» Instruction
Gather every line in the records below that contains the word "roof", and copy each one out in full.

[BEGIN Provided records]

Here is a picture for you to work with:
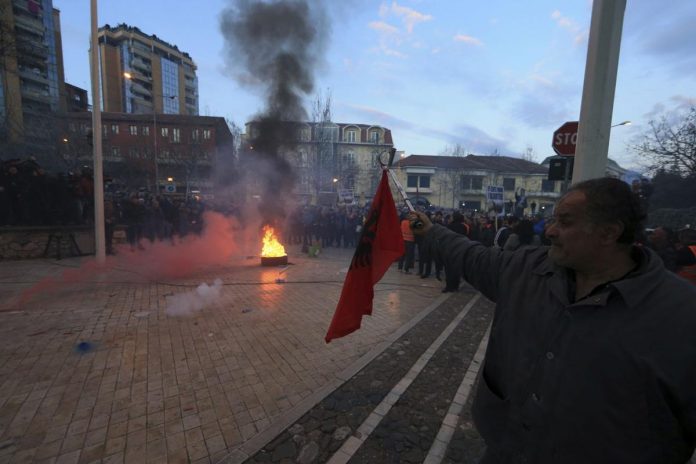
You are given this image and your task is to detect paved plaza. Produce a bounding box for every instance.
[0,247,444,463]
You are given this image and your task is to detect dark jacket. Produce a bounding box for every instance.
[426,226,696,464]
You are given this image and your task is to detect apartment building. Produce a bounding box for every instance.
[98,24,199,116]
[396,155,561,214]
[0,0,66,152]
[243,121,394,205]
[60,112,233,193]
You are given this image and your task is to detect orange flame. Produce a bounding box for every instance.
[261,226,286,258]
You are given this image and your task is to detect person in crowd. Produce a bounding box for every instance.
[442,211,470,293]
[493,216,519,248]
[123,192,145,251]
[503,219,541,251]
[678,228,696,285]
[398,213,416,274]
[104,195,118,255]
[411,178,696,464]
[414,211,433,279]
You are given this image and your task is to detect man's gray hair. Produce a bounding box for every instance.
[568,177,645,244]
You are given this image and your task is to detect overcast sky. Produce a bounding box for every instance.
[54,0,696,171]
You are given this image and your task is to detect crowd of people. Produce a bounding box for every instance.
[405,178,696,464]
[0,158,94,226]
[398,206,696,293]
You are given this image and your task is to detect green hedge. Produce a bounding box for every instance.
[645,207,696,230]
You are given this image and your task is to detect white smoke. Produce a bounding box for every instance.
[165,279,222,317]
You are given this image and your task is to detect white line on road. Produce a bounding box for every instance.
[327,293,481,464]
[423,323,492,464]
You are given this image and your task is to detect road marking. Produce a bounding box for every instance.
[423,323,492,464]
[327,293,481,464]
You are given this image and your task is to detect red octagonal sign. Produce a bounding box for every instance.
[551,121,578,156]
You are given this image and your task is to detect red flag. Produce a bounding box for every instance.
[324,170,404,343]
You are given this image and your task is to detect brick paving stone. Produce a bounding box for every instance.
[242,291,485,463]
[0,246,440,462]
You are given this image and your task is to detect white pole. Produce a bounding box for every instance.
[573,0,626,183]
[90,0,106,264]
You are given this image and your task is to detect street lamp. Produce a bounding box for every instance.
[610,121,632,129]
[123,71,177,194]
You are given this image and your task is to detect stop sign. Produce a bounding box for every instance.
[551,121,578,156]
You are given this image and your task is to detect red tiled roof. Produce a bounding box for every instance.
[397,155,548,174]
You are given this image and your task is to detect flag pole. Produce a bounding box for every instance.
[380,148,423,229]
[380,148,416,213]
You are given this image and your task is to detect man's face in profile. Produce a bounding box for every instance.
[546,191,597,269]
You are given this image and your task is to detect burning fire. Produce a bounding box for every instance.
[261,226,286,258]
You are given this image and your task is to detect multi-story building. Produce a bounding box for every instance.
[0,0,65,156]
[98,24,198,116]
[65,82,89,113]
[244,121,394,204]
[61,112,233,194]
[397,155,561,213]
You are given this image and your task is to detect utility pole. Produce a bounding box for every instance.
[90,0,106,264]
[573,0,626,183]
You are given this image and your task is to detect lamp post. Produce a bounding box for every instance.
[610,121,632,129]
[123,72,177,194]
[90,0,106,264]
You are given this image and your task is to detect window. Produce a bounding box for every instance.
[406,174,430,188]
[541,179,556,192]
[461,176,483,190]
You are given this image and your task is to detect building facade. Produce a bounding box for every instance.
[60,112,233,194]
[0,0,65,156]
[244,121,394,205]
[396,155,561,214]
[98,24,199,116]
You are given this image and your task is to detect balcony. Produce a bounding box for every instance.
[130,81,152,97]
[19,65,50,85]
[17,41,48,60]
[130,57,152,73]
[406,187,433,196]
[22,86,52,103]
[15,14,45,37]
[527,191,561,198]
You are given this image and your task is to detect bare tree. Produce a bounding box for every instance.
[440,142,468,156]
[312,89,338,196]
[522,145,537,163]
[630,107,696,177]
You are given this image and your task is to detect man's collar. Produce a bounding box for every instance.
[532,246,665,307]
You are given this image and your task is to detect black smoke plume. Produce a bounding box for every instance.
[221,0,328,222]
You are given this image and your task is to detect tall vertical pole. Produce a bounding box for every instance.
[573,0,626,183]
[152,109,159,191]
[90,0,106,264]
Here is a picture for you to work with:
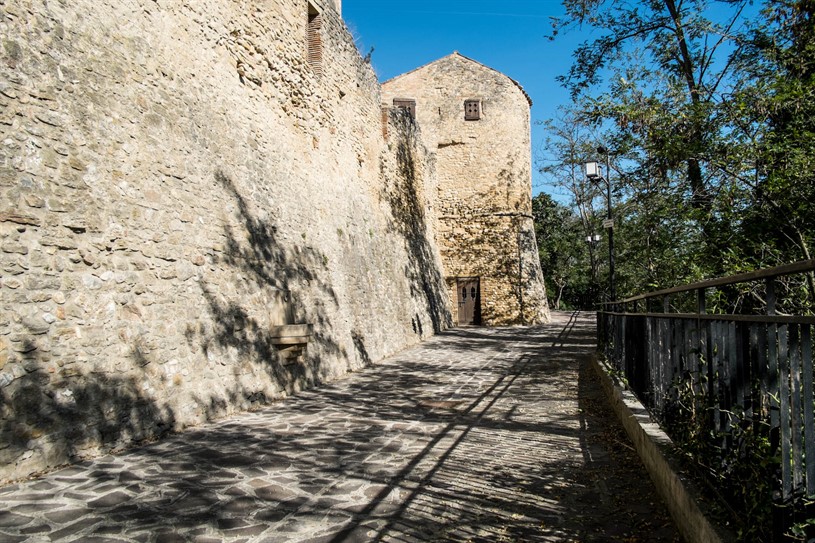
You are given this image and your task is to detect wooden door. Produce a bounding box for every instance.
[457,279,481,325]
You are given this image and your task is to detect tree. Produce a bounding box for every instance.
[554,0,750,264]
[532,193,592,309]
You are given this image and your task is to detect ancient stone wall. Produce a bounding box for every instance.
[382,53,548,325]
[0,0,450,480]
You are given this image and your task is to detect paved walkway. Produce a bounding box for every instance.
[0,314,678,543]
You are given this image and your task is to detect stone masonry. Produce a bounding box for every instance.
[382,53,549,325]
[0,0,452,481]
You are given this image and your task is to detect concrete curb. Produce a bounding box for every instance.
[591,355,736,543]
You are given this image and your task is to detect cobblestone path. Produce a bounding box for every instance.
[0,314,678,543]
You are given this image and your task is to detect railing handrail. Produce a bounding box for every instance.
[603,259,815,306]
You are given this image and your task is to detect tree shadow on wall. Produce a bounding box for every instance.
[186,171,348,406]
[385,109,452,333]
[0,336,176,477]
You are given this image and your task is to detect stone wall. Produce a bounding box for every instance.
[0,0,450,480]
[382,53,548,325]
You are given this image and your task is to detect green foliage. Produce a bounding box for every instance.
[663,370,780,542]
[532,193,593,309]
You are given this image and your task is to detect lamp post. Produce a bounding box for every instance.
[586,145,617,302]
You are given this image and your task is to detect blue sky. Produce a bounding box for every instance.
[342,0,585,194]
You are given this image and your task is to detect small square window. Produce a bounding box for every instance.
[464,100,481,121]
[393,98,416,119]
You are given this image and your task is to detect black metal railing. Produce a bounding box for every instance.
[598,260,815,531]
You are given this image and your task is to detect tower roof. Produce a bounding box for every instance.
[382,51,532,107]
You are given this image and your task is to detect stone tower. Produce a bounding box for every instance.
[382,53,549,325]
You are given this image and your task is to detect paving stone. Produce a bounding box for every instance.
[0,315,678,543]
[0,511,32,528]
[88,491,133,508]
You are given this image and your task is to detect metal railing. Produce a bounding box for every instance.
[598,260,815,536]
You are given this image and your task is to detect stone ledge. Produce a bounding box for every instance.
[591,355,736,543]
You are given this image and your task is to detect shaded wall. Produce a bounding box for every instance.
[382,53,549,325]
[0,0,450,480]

[END Provided records]
[BEGIN Provided records]

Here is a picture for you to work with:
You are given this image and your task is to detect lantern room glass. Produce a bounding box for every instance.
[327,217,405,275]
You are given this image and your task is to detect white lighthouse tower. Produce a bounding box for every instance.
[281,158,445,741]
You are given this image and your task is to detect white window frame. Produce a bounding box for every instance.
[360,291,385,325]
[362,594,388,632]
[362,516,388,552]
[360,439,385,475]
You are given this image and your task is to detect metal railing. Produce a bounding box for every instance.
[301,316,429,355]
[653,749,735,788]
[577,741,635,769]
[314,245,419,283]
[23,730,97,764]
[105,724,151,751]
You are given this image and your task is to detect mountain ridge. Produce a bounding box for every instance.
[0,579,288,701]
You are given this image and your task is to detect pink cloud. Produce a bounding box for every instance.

[END Provided records]

» Answer for the task
You are given this image and your task is to detect red tiled roof. Produce a bounding box for every instance.
You are given this image and your task is to detect tower roof. Produce a bounding box for every instance.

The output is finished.